» TEXT EXCERPT
====

Interesting, this has never been a problem for me. I've built some large tools and while it isn't fast, it's always completed in a few minutes.
pipenv lock 5.65s user 0.29s system 77% cpu 7.639 total
i think 7.6 seconds is fine for an operation that you'd rarely doit would probably take ages at work though. just opening a WSL terminal takes several seconds there, which is predictably instantaneous (<100ms) on fedora linux at home
After trying to replace pip with Pipenv, we had to stop. The dependency resolution time for 20 declared dependencies (that in turn pull down > 100 components) takes well over 5 minutes. With poetry - it takes less than 33 seconds on a clean system. The times are consistent for both Ubuntu 16.04 and Mac OS X.
Our only goal is to get to the point we're now in - tracking dependencies, and separate dev requirements (like ipython and pdbpp) from our other requirements. Poetry made it fast, simple, and made me an addict.
Over two days, I moved our entire codebase and every single (active) personal project I had to poetry. I don't regret it :)
There's a certain joy working with tools when it's clear that the person making those tools actually cares about the developer and making it work well.
Man, the Python packaging ecosystem is one of those things which really bring me down regarding the state of Python, because there is such an extremely high barrier for breaking backwards compatibility and nothing really works.
The JS ecosystem is far better in this regard. Pipenv was most promising because it followed in Yarn's footsteps, but it didn't go all the way in replacing pip (which it really should have). So now there's still a bunch of stuff handled by pip, which pipenv does not / cannot know about, and this isn't really fixable.
The end result is that instead of telling people about pip + virtualenv, we now have pip, virtualenv and pipenv to talk about. And people who don't understand the full stack, and the exact role of each tool, can't really understand how to properly do the tasks we choose to recommend delegating to each one of them.
There's three separate-but-related use cases:
- "Installing a library" (npm install; pip install).
- "Publishing a library" (setup.py. Or Twine if you're using a tool. Both use setuptools.).
- "Deploying a Project", local dev or production (pipenv. Well, if it's configured with a pipfile, otherwise virtualenv, and who knows where your dependencies are, maybe requirements.txt. Pipenv does create a virtualenv anyway, so you can use that. Anyway you should be in docker, probably. Make sure you have pip installed systemwide. Yes I know it comes with python, but some distributions remove it from Python. Stop asking why, it's simple. What do you mean this uses Python 3.6 but there's only Python 3.5 available on Debian? Wait, no, don't install pyenv, that's not a good idea! COME BACK!)
The JS ecosystem manages to have two tools, both of which can do all of this. I don't know how we keep messing up when we have good prior work to look at.
Have you, or are you not using explicit versions supplied by eg pip freeze?
This article seems well-written and well-intentioned. Despite reading it, I don't know why I would not have loose dependencies in setup.py and concrete, pinned dependencies in requirements.txt. It's never felt hard to manage or to sync up - the hard part is wading through all the different tools and recommendations.
How does that work? How would someone else coming to work on your project use them?
> concrete, pinned dependencies in requirements.txt
How do you maintain that requirements.txt? And while that might work for applications, what do you do for libraries?
pip install -e .

====

» WORKING DATA
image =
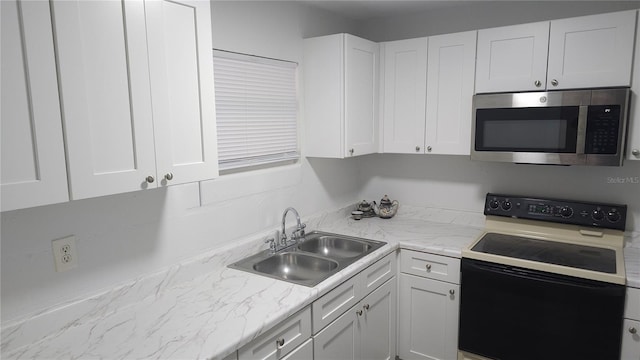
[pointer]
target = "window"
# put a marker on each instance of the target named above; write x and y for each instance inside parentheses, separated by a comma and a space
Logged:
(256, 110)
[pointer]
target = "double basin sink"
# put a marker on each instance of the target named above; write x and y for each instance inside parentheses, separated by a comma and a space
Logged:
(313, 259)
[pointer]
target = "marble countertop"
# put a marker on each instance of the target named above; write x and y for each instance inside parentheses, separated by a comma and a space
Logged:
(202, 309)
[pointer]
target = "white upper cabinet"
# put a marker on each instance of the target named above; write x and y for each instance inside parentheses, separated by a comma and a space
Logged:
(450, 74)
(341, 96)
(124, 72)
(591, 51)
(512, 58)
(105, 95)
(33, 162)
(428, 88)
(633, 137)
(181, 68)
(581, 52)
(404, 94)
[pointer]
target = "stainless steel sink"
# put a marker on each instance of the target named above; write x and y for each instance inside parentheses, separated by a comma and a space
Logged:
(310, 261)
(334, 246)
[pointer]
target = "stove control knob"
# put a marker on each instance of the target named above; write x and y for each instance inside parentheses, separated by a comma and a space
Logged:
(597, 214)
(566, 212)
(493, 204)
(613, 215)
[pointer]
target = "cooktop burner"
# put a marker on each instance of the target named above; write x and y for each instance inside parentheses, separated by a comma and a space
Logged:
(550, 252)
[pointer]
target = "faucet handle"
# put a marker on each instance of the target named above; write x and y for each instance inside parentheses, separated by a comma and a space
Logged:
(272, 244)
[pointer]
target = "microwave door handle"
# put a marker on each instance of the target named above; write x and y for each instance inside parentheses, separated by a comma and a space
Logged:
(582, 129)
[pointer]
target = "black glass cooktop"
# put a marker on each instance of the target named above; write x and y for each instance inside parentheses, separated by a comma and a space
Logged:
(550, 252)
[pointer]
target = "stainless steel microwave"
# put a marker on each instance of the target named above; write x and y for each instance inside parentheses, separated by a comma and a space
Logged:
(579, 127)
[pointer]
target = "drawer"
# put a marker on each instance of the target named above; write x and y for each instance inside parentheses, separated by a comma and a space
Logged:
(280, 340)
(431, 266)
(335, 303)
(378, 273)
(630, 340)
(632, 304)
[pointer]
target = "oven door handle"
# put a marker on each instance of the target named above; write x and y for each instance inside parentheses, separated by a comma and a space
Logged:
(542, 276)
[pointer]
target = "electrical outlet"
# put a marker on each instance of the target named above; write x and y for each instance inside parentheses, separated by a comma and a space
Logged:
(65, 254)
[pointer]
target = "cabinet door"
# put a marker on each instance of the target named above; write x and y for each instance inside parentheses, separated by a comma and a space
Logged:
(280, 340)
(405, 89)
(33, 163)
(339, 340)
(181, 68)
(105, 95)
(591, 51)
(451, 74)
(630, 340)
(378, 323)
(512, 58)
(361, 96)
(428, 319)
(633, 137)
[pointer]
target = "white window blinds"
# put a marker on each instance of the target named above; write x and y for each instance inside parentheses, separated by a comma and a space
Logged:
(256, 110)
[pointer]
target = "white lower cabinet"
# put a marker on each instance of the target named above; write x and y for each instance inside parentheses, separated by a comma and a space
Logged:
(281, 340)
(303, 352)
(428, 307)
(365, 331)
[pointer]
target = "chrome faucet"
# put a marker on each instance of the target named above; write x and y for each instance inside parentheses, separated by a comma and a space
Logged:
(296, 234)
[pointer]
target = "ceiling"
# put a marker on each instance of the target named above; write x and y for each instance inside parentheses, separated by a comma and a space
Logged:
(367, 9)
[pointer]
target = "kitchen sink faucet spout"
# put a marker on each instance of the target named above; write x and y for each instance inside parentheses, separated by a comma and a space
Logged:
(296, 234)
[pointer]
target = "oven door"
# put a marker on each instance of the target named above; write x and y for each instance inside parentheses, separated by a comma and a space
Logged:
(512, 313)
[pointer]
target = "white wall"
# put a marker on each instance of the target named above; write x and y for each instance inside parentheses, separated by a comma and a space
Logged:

====

» YOUR TASKS
- A) Transcribe the passage of the Python packaging thread starting with "Our only goal" and going on through "it work well.".
- B) Pull out every line of the records that contains the word "stainless", treating uppercase and lowercase as different.

» SET OF ANSWERS
- A)
Our only goal is to get to the point we're now in - tracking dependencies, and separate dev requirements (like ipython and pdbpp) from our other requirements. Poetry made it fast, simple, and made me an addict.
Over two days, I moved our entire codebase and every single (active) personal project I had to poetry. I don't regret it :)
There's a certain joy working with tools when it's clear that the person making those tools actually cares about the developer and making it work well.

- B)
target = "stainless steel sink"
target = "stainless steel microwave"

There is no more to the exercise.